▶ [Source text]:
>> BEGIN

I’m sure you’ve been in the middle of cooking a meal or baking a sweet treat and glanced at the ingredient list with a sinking feeling in your stomach: you forgot the orange juice.
You start to panic as you realize you forgot to pick some up on the way home from work and now your recipe is ruined.
Or maybe you’re allergic to oranges and want to find a substitute that you can use to mimic the taste as closely as possible.
With a bit of creativity and knowledge on your part, you will be able to learn to substitute your orange juice like a pro.
Often it is used to give a sweet, citrus flavor and some acidity to whatever you’re preparing so if you can find options that recreate that flavor profile you will be set.
So, what are the best substitutes for orange juice? Depending on how you plan to use it you can try orange concentrate, orange extract, orange-flavored liqueurs, lemon juice, lemonade, Meyer lemons, pineapple juice, cola, tamarind paste, or freshly squeezed clementines.
Read on to discover the best ways to use these different substitutes for all your baking, sauce-making, smoothie, and marinading needs.
1. Orange Concentrate
One of the easiest substitutes for orange juice is to use an orange concentrate. Concentrates are juices that have had most of the liquid removed so it is a concentrated form of the juice.
They are often sold and stored frozen so they last for a long time.
If you want to use an orange concentrate in place of orange juice, you will need to reconstitute it with water to achieve the right flavor and consistency.
This reconstitution is especially important if you are using it in a baking recipe since the ratios of wet-to-dry ingredients are a key component in a recipe’s success or failure.
To replace orange juice with concentrate use the following measurements:
- Per quarter cup of orange juice, you will need 1 tablespoon of concentrate plus 3 tablespoons of water.
- Per half cup of orange juice, you will want to use 2 tablespoons of concentrate plus 1/3 cup of water.
- Per cup of orange juice, you will to use a quarter cup of concentrate and three quarters of a cup of water.
- Per two cups of orange juice, you will need half a cup of concentrate and 1 and a half cups of water.
Remember that some orange concentrates will have added sugars, so you may want to decrease the amount in your recipe by a couple of teaspoons.
A concentrate can work great in sauces, marinades, baking, and even salad dressings if needed.
2. Orange Extract Plus Water
Orange extract is a little different in that its flavor doesn’t come from the juice of the orange, but from the oils in the peel.
These oils give orange extract a bright, fresh flavor that can be quite concentrated, which is why it is great to dilute it with some water before using it.

>> END

▶ [Information given]:
>> BEGIN

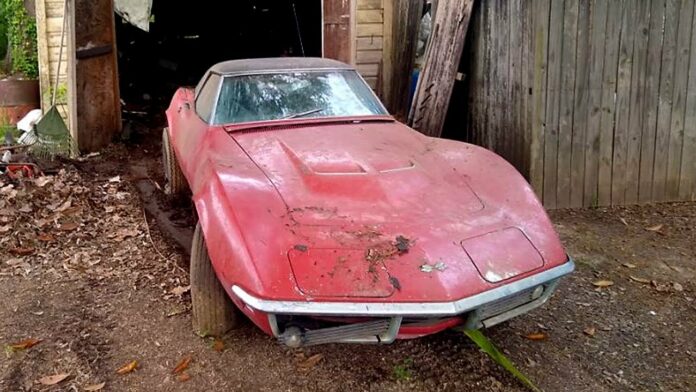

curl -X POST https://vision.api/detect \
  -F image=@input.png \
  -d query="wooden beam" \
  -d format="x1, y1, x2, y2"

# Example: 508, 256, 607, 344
409, 0, 474, 137
384, 0, 423, 120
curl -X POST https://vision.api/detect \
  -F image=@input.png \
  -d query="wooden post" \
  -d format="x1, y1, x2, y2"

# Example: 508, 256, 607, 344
71, 0, 121, 152
384, 0, 423, 120
409, 0, 474, 137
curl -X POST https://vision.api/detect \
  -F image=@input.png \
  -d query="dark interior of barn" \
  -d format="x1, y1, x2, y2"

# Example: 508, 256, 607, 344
116, 0, 322, 114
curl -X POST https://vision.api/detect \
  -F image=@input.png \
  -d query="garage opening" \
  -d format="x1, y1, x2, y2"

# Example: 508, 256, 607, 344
116, 0, 323, 116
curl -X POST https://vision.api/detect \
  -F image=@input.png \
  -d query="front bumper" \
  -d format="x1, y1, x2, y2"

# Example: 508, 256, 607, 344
232, 259, 575, 345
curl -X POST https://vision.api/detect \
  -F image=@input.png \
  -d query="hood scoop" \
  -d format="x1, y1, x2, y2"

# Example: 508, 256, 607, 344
279, 141, 367, 175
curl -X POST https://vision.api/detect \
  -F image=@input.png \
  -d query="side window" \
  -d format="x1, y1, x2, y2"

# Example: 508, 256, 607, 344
196, 74, 220, 123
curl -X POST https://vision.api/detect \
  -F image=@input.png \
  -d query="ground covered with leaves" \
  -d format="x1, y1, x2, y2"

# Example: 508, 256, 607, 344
0, 147, 696, 391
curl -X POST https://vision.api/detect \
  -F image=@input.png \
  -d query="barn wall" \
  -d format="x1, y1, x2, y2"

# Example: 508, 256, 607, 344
355, 0, 391, 92
467, 0, 696, 208
36, 0, 72, 123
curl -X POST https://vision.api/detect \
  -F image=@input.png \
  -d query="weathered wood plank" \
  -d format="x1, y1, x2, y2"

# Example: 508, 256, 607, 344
355, 64, 379, 77
614, 0, 655, 204
556, 0, 578, 208
355, 50, 382, 64
602, 2, 645, 204
357, 23, 384, 37
678, 0, 696, 200
356, 37, 384, 50
409, 0, 474, 136
570, 1, 591, 208
543, 1, 564, 208
583, 0, 608, 207
358, 0, 384, 10
529, 0, 551, 199
665, 0, 694, 200
357, 9, 384, 24
636, 0, 665, 202
597, 0, 622, 205
384, 0, 423, 121
651, 0, 681, 201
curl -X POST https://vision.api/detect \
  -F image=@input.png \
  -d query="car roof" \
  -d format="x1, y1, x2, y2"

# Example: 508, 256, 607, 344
210, 57, 353, 75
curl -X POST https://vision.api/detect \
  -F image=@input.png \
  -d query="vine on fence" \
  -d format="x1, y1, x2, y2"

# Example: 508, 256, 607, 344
0, 0, 39, 79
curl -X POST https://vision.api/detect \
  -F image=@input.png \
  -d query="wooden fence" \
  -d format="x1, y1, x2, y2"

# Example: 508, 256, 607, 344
463, 0, 696, 208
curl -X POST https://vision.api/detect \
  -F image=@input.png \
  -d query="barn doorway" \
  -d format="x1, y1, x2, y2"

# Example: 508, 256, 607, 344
115, 0, 323, 115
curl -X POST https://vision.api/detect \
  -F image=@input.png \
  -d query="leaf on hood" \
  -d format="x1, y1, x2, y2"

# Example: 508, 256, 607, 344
116, 360, 138, 374
524, 332, 548, 340
83, 382, 106, 392
172, 355, 192, 374
592, 279, 614, 287
10, 339, 41, 350
39, 373, 70, 385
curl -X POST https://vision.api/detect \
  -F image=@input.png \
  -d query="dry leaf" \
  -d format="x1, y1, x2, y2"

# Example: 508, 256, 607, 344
171, 285, 191, 297
39, 373, 70, 385
10, 339, 41, 350
592, 279, 614, 287
10, 248, 34, 256
525, 332, 548, 340
172, 355, 191, 374
58, 222, 80, 231
213, 339, 225, 353
298, 354, 324, 370
629, 275, 650, 284
116, 361, 138, 374
37, 233, 56, 242
84, 382, 106, 392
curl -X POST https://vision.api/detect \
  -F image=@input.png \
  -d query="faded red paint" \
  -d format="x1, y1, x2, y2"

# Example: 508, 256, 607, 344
167, 89, 567, 338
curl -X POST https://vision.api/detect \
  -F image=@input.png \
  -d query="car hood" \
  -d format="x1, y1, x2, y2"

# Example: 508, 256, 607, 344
232, 123, 483, 225
223, 122, 557, 301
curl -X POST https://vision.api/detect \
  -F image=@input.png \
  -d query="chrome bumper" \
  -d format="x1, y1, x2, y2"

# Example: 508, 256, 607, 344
232, 259, 575, 347
232, 259, 575, 317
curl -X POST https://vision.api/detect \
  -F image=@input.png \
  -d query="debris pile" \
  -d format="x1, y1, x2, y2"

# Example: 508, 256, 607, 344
0, 162, 188, 290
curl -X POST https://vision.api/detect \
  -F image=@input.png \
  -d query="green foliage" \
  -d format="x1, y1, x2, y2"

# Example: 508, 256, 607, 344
464, 329, 541, 392
0, 0, 39, 79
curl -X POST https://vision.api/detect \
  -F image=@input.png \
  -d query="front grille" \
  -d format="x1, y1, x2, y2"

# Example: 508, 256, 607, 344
478, 287, 536, 320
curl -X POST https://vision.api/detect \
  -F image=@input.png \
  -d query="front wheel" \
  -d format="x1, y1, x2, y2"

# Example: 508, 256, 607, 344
162, 128, 188, 196
191, 223, 238, 336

>> END

▶ [Problem requirements]:
Please carry on the article about orange juice substitutes above, starting right after its last sentence.

▶ [Exercise answer]:
You can use orange extract and water in place of orange juice in sauces, marinades, salad dressings, smoothies, and in baking.
Remember though, that baking will require some acidity to help your recipe rise, so adding a squeeze of lemon juice is an important step to make that happen.
To dilute your orange extract you can use about 1.5 teaspoons of extract to half a cup of orange juice.
It also won’t have the sugars found in orange juice so you will want to add about 1 to 2 tablespoons of sugar, honey, or maple syrup to balance it out.
3. Orange Flavored Liqueurs
Grand Marnier, Triple Sec, and Cointreau are all great options to use in cooking recipes to find that orange flavor if you don’t have orange juice on hand.
They are all orange-flavored liqueurs of varying intensity and can be used in lots of cooking recipes such as sauces, marinades, and soups.
Though most of the alcohol will burn off during the cooking process, it may still have a slightly alcohol-esque flavor.
Remember that these liqueurs are not going to be quite as strong in flavor as a pure orange juice. You may want to add a little extra to make up the difference.
These liqueurs are often used in baking as well because they are more subtle than orange juice.
If your recipe calls for orange juice, then you may want to add a little splash of lemon juice (a teaspoon per half-cup should work) to increase the acidity.
4. Fresh Squeezed Mandarins, Tangerines, or Clementines
If you don’t have any oranges or orange juice on hand, then freshly squeezed mandarins, tangerines, and clementines will work as a perfect one-to-one substitution.
Depending on where you live, you may be able to find pre-squeezed juices at the store.
This sparkling clementine juice makes a great alternative to orange juice, especially in baking since the carbonation will give your final product a great fluffy and airy texture.
They all have slightly different flavors to orange juice but are close enough that only the most discerning taste buds will notice a difference. They have a similar acidity and sweetness, so you won’t need to adapt them at all.
These juices work great in any recipe that calls for orange juice, whether its in baking, a soup, sauce, marinade, smoothie, or salad dressing.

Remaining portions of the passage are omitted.